▶ [STATED PROBLEM] Return the items below word for word, starting at their first line and ending with the line that contains "column 218, row 83".
— start of TASK INPUT —
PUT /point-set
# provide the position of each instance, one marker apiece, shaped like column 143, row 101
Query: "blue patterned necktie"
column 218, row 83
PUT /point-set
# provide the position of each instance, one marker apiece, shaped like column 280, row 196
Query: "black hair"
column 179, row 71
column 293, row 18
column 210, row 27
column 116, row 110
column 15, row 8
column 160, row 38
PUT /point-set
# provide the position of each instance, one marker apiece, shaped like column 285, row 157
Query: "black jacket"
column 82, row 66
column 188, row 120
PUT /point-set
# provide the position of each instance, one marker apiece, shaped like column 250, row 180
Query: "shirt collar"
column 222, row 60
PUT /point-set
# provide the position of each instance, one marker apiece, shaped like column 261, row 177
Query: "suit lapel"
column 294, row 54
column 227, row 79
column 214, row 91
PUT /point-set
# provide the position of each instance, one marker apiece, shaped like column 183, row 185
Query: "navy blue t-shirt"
— end of TASK INPUT —
▶ [FINISHED EXERCISE]
PUT /point-set
# provide the position of each instance, one marker apiece, shaped like column 143, row 101
Query: "blue patterned necktie"
column 218, row 83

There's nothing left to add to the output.